- _Fonte_:
──────

Il sesto ed il settimo motivo del ricorso principale sono infine infondati, in quanto la Corte d’Appello, avendo riconosciuto dovuti dalla promissaria acquirente gli interessi legali dalla data del 31 gennaio 2001, pur ritenendo la sospensione dei pagamenti giustificata dal comportamento dei promittenti alienanti F., si è uniformata all’orientamento giurisprudenziale, che va qui ribadito, secondo cui, in tema di contratto preliminare di compravendita, il promittente venditore ha diritto agli interessi compensativi ex art. 1499 c.c. sul saldo del prezzo per il periodo successivo alla data prevista per la stipulazione del contratto definitivo, ancorchè il promissario acquirente abbia ritardato il pagamento del saldo per causa a lui non imputabile o avvalendosi dell’eccezione d’inadempimento (Cass. Sez. 2, 23/03/1991, n. 3184; Cass. 6 – 2, 14/05/2018, n. 11605).

2. L’unico motivo del ricorso incidentale di F.A. ed F.E. deduce la violazione e falsa applicazione degli artt. 1453 e 1455 c.c., in quanto la Corte d’Appello avrebbe erroneamente escluso la gravità dell’inadempimento della società promissaria acquirente per il mancato pagamento del restante prezzo di Lire 325.000.000, dovuto al 31 dicembre 2000, a nulla rilevando che fino ad aprile 2000 non fosse stata ancora ottenuta la promessa destinazione commerciale del bene.

2.1. Anche il motivo di ricorso incidentale è infondato.

Nel caso di contrapposte domande di esecuzione in forma specifica di un contratto preliminare e di risoluzione di detto contratto per inadempimento, il giudice del merito deve procedere, invero, ad una valutazione comparativa ed unitaria degli inadempimenti che le parti si sono addebitati al fine di stabilire se sussista l’inadempimento che legittima la risoluzione, e il relativo accertamento è insindacabile in cassazione, se la motivazione risulta immune da vizi logici o giuridici (così Cass. Sez. 2, 29/07/2004, n. 14378).

──────

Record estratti
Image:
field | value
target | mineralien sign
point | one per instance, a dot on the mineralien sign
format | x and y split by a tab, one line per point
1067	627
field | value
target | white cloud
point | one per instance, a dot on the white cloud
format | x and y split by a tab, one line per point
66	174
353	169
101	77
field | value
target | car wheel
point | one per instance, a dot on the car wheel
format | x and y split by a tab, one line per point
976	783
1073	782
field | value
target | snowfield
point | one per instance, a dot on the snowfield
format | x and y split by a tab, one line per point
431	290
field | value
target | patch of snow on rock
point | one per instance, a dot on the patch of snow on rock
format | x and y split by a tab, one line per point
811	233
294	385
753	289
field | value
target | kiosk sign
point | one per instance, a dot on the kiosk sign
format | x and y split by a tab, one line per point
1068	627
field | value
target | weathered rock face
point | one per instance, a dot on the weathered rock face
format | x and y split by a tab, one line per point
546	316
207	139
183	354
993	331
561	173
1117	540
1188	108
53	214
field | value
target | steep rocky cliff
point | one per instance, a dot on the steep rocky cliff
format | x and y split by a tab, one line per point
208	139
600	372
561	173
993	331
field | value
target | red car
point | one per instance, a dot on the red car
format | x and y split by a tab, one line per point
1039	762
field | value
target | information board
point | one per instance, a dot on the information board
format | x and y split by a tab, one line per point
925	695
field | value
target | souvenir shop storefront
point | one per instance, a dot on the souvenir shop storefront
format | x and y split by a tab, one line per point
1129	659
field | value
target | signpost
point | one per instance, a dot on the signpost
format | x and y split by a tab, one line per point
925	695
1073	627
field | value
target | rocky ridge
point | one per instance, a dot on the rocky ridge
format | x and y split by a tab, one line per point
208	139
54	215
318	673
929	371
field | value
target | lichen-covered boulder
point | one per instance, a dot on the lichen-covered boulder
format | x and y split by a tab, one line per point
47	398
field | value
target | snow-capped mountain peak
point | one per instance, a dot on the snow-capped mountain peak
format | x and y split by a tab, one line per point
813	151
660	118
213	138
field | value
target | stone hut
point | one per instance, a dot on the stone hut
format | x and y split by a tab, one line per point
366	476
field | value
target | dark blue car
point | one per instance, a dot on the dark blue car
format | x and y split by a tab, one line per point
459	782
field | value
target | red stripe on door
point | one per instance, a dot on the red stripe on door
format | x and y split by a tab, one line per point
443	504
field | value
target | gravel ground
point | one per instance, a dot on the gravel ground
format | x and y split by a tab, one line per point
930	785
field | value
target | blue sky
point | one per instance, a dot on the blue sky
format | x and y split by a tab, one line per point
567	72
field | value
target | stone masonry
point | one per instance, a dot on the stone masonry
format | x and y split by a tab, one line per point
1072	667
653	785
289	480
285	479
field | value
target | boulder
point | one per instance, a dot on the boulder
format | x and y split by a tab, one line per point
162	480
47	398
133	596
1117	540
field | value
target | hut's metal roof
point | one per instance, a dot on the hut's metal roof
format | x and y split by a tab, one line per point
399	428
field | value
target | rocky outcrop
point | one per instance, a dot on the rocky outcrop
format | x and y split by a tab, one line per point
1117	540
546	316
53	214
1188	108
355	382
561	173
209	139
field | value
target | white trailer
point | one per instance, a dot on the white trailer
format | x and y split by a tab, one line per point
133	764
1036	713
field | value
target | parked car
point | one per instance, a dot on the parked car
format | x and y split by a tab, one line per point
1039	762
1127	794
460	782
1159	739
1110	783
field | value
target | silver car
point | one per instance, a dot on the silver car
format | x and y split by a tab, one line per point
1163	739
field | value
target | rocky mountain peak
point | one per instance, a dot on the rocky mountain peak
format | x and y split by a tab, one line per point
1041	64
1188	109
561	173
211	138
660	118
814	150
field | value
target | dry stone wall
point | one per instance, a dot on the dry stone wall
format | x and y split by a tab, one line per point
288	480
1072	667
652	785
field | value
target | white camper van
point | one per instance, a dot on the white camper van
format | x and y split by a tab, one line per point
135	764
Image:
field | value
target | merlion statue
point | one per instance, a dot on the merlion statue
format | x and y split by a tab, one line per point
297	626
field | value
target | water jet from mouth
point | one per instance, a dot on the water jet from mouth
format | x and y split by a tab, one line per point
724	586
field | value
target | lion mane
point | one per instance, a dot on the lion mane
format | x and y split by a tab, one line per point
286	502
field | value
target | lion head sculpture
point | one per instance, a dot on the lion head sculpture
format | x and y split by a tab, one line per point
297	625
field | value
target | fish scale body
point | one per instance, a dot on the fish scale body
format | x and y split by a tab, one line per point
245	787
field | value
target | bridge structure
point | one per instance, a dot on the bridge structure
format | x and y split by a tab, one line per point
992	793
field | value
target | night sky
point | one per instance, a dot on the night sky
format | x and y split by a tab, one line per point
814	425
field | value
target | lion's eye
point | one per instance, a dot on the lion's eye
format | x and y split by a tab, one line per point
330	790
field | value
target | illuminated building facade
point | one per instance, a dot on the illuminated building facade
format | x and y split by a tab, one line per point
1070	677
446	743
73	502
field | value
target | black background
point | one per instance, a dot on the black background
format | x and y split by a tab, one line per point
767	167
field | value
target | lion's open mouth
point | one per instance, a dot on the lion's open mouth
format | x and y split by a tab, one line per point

──────

Riscrivi il passo del testo sui ricorsi compreso tra "2. L’unico motivo" e "incidentale è infondato.", estremi inclusi, sostituendo "gravità" con "rilevanza".

- _Soluzione_:
2. L’unico motivo del ricorso incidentale di F.A. ed F.E. deduce la violazione e falsa applicazione degli artt. 1453 e 1455 c.c., in quanto la Corte d’Appello avrebbe erroneamente escluso la rilevanza dell’inadempimento della società promissaria acquirente per il mancato pagamento del restante prezzo di Lire 325.000.000, dovuto al 31 dicembre 2000, a nulla rilevando che fino ad aprile 2000 non fosse stata ancora ottenuta la promessa destinazione commerciale del bene.

2.1. Anche il motivo di ricorso incidentale è infondato.